Source records:
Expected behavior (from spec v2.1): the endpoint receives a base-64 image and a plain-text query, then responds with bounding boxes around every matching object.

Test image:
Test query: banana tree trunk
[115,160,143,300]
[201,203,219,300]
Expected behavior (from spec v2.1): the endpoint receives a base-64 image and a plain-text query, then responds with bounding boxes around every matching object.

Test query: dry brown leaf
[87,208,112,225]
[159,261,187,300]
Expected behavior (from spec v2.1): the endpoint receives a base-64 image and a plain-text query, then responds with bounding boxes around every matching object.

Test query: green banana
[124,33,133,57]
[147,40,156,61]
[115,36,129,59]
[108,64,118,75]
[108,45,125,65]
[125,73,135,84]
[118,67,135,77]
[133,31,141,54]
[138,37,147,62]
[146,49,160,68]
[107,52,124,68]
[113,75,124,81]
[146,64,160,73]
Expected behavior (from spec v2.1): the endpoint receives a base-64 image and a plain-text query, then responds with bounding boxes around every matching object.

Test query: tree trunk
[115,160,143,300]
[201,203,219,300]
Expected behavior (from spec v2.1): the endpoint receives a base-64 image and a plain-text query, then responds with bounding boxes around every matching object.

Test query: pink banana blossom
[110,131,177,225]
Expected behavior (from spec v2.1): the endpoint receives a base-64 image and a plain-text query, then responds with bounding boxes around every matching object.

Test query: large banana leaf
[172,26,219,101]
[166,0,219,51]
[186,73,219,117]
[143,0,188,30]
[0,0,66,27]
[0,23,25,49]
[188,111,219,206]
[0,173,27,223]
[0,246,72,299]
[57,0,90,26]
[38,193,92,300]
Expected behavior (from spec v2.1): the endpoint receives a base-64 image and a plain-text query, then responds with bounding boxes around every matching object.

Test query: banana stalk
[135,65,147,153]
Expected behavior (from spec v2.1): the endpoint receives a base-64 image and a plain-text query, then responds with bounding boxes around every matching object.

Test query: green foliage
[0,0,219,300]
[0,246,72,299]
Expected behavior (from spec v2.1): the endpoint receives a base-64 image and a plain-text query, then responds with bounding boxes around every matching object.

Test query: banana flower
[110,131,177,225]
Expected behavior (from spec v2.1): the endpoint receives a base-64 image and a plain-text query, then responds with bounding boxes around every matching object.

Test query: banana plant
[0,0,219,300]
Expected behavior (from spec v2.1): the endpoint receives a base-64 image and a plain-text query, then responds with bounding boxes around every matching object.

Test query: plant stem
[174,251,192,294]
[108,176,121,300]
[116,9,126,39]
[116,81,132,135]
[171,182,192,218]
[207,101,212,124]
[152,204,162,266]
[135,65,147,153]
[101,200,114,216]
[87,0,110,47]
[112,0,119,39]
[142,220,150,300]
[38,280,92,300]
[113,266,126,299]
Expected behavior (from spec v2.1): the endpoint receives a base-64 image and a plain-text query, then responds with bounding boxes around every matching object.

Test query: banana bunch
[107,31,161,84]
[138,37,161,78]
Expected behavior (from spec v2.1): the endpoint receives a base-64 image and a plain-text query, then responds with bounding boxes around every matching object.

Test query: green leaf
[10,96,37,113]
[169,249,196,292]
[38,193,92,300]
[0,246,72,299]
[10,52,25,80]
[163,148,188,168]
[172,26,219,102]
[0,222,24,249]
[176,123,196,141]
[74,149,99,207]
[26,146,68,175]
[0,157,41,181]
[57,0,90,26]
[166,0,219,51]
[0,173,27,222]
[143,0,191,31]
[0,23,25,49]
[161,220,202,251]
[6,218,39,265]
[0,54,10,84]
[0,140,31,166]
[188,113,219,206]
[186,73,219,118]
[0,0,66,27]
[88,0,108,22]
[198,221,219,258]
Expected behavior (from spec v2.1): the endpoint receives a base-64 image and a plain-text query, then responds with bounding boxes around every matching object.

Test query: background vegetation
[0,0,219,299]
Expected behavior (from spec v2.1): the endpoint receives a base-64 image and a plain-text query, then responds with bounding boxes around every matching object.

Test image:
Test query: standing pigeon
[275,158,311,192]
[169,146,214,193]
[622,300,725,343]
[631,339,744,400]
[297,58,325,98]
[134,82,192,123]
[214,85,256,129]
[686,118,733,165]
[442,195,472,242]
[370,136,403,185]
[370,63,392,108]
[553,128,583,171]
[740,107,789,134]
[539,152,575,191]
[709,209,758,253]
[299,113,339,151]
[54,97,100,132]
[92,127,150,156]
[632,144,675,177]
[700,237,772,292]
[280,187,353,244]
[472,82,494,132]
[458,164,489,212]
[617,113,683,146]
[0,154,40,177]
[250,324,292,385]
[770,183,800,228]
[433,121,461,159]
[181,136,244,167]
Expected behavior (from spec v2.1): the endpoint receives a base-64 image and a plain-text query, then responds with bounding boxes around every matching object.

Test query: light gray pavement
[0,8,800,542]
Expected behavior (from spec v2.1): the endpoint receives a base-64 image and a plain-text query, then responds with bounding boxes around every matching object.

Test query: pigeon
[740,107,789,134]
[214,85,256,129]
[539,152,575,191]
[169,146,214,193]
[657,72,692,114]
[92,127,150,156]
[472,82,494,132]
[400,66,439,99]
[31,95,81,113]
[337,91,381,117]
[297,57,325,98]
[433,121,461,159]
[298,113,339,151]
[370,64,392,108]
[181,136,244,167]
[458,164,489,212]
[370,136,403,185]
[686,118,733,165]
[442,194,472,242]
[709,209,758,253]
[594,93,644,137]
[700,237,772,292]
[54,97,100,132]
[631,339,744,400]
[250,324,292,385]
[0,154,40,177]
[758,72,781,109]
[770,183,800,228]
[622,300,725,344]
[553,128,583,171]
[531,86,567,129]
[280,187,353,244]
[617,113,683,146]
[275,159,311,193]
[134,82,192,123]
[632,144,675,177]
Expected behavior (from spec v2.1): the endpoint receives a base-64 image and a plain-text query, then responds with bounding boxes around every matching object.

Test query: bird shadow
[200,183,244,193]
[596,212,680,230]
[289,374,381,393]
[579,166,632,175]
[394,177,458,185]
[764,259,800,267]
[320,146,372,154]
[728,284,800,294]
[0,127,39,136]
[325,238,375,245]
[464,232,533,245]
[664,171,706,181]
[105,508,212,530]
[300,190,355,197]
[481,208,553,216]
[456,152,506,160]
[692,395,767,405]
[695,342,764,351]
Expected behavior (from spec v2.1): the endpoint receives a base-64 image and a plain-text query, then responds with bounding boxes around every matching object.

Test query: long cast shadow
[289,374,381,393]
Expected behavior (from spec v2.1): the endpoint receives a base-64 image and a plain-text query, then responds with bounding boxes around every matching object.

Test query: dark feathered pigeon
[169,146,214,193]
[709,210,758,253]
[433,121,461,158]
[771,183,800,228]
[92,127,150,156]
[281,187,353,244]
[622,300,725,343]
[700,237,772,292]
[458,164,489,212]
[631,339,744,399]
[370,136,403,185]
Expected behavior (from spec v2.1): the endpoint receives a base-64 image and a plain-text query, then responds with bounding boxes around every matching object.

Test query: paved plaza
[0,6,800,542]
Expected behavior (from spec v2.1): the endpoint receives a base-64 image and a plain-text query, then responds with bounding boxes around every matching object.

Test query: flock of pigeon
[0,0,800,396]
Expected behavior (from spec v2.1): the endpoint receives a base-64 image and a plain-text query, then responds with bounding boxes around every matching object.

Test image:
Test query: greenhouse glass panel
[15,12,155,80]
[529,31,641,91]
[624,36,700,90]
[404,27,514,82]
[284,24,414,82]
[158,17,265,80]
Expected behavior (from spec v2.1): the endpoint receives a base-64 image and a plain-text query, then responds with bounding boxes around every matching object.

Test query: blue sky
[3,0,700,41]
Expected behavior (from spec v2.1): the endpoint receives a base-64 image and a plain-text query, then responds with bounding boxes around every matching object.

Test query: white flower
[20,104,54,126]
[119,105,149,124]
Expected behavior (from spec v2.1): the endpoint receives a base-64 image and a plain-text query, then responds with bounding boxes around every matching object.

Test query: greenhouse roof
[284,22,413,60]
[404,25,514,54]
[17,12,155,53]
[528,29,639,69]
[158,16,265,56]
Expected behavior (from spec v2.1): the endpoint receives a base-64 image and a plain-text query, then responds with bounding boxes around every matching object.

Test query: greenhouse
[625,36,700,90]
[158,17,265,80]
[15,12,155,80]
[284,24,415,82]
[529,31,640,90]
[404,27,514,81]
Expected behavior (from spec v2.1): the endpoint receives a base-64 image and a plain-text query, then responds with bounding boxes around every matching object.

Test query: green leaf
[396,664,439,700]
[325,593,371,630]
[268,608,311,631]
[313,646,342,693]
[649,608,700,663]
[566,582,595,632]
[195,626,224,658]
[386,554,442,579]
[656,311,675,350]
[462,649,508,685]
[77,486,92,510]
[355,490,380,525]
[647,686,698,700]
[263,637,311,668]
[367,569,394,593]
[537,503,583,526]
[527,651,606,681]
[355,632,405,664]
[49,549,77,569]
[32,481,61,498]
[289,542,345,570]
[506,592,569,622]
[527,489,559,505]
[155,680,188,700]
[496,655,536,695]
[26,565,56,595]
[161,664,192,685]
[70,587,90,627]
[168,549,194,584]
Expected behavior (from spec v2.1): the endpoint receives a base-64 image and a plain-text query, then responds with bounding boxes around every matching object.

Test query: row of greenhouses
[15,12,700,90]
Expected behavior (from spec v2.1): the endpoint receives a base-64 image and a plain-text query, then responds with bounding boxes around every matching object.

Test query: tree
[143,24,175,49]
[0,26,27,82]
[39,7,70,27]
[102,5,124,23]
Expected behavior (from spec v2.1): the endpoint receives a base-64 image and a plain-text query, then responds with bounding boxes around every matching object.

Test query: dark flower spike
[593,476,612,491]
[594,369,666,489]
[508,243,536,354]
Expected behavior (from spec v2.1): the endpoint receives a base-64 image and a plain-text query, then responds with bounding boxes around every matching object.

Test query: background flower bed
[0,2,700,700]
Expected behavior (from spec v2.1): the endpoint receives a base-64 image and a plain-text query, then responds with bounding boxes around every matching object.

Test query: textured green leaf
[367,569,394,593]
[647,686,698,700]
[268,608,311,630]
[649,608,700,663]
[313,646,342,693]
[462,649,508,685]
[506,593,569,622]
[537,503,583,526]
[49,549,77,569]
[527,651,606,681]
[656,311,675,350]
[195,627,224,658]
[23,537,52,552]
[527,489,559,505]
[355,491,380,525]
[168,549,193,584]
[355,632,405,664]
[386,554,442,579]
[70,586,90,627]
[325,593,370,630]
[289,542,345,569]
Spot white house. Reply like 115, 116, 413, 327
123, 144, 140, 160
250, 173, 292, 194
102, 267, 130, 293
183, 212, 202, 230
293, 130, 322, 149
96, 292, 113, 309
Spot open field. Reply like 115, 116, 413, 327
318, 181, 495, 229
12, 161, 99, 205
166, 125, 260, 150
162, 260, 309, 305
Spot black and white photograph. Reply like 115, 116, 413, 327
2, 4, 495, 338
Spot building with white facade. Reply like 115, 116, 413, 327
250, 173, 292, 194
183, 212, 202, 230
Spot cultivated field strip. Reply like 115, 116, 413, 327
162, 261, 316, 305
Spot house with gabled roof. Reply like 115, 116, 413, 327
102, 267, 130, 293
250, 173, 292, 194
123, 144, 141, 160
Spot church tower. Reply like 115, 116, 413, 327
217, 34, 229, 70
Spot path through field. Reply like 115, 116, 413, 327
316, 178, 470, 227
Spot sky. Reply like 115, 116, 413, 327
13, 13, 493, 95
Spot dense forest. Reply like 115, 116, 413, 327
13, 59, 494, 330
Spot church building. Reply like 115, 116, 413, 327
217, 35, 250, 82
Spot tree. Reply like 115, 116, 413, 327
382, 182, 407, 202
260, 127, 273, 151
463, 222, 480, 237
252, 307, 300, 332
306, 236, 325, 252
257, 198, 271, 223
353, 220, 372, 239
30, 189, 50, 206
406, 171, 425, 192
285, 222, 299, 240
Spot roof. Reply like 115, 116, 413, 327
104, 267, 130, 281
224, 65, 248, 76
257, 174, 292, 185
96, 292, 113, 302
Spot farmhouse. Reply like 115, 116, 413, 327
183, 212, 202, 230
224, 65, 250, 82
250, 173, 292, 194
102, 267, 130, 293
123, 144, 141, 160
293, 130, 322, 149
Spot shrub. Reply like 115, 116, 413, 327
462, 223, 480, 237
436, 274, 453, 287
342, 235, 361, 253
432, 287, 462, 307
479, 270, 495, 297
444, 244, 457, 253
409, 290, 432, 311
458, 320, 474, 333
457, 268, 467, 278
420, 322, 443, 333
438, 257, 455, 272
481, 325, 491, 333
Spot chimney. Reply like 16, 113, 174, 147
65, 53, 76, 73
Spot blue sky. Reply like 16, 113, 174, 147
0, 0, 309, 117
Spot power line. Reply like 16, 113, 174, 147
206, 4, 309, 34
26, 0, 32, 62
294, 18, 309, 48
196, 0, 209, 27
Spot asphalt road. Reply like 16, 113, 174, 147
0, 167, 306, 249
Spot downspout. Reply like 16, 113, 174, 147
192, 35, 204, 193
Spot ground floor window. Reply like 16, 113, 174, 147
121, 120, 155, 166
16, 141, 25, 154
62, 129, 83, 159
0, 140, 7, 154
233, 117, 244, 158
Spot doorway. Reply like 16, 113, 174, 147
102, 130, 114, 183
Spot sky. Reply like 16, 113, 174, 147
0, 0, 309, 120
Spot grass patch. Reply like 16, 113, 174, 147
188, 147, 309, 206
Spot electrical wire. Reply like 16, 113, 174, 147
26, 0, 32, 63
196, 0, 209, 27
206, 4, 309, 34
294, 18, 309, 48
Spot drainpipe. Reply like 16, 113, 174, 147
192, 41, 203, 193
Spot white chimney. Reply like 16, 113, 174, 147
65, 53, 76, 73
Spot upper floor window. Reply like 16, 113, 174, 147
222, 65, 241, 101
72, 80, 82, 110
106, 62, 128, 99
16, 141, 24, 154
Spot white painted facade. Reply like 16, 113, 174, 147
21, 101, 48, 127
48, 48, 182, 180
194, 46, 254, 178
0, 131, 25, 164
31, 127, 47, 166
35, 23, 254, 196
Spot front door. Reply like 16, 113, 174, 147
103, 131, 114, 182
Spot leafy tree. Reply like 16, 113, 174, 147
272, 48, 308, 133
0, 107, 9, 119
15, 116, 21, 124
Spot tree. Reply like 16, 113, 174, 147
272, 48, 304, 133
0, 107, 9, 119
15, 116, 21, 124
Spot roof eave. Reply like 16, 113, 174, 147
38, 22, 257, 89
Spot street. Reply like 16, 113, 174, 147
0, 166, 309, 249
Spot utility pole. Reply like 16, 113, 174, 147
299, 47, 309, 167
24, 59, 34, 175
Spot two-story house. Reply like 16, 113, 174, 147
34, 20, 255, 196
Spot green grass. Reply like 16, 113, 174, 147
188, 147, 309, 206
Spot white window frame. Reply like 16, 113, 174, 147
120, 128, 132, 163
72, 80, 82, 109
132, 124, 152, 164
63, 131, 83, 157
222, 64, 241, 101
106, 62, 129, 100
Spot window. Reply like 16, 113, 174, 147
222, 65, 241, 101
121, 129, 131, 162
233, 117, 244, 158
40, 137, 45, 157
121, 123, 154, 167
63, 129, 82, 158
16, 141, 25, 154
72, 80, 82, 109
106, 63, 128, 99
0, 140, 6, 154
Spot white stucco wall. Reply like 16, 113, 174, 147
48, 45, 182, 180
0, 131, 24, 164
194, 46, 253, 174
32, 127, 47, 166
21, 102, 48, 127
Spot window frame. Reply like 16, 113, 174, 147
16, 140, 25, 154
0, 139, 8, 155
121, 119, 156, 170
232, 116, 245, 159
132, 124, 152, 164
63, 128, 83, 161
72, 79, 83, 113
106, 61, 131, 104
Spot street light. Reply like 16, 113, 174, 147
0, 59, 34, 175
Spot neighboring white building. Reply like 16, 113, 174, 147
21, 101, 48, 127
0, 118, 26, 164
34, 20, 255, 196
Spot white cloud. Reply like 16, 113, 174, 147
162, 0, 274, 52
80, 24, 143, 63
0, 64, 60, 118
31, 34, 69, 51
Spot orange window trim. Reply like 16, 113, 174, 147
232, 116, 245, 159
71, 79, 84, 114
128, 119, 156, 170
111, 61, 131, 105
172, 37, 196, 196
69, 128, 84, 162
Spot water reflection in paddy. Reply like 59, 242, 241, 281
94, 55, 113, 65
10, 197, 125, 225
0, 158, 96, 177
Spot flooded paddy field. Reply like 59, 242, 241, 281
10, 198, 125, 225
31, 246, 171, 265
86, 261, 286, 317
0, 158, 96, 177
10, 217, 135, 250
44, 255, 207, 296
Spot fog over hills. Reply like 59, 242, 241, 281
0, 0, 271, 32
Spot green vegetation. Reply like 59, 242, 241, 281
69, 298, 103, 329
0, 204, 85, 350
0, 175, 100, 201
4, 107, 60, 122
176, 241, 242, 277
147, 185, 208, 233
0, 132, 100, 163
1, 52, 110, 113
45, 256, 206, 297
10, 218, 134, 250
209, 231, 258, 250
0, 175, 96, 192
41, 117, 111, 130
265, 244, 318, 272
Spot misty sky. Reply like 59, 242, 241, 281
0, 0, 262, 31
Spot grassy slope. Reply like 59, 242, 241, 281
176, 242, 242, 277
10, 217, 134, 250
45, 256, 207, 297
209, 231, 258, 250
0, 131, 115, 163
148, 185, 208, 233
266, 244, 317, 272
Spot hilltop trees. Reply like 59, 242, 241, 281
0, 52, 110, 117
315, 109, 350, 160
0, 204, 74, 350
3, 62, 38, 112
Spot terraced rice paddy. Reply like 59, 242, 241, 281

▶ [What is being asked]:
Rewrite every row between the line containing "Spot chimney. Reply like 16, 113, 174, 147" and the line containing "0, 166, 309, 249", inclusive, keeping the requests. Scale each box coordinate in the answers by 2.35 and round it to a whole number, with halves rounding up, but leave the numbers in the requests and their format samples unchanged.

▶ [Result of the exercise]:
Spot chimney. Reply like 16, 113, 174, 147
153, 125, 179, 172
Spot blue sky. Reply like 16, 113, 174, 147
0, 0, 726, 275
Spot power line. Reply like 16, 113, 174, 147
484, 9, 726, 80
61, 0, 75, 146
691, 42, 726, 113
461, 0, 491, 63
Spot asphalt road. Reply like 16, 113, 174, 147
0, 392, 719, 585
Spot downspout. Reply like 16, 113, 174, 147
451, 82, 479, 454
Spot ground floor window. Reply like 16, 113, 174, 147
284, 282, 364, 390
38, 331, 59, 362
146, 303, 195, 374
0, 329, 16, 362
548, 275, 573, 371
Spot doorway. Reply like 16, 113, 174, 147
240, 306, 268, 430
Spot sky. Reply like 16, 113, 174, 147
0, 0, 726, 282
Spot grass patch. Reply like 16, 113, 174, 147
442, 345, 726, 484
Spot electrical wire. Reply like 16, 113, 174, 147
61, 0, 75, 148
461, 0, 491, 63
484, 9, 726, 80
691, 42, 726, 113
Spot drainpipe. Reply like 16, 113, 174, 147
451, 96, 477, 454
Spot white chimney. Reply like 16, 113, 174, 147
153, 125, 179, 172
Spot upper floor window. Reply like 16, 113, 174, 147
522, 153, 566, 237
169, 188, 193, 259
249, 146, 301, 233
38, 331, 56, 362
Spot white painted facade. Reply like 16, 113, 174, 147
49, 237, 113, 298
113, 113, 428, 423
456, 108, 597, 418
0, 308, 59, 385
73, 298, 110, 390
82, 54, 597, 461
Spot front door. Reply like 16, 113, 174, 147
242, 308, 268, 428
Spot leafy tree. Reply like 16, 113, 174, 147
639, 113, 724, 313
0, 251, 21, 280
35, 273, 49, 291
Spot tree. Reply like 16, 113, 174, 147
639, 113, 714, 313
0, 251, 21, 280
35, 273, 49, 291
Spot roof eave. Reply like 16, 113, 174, 147
89, 52, 604, 209
Spot street. Reply like 16, 113, 174, 147
0, 390, 726, 585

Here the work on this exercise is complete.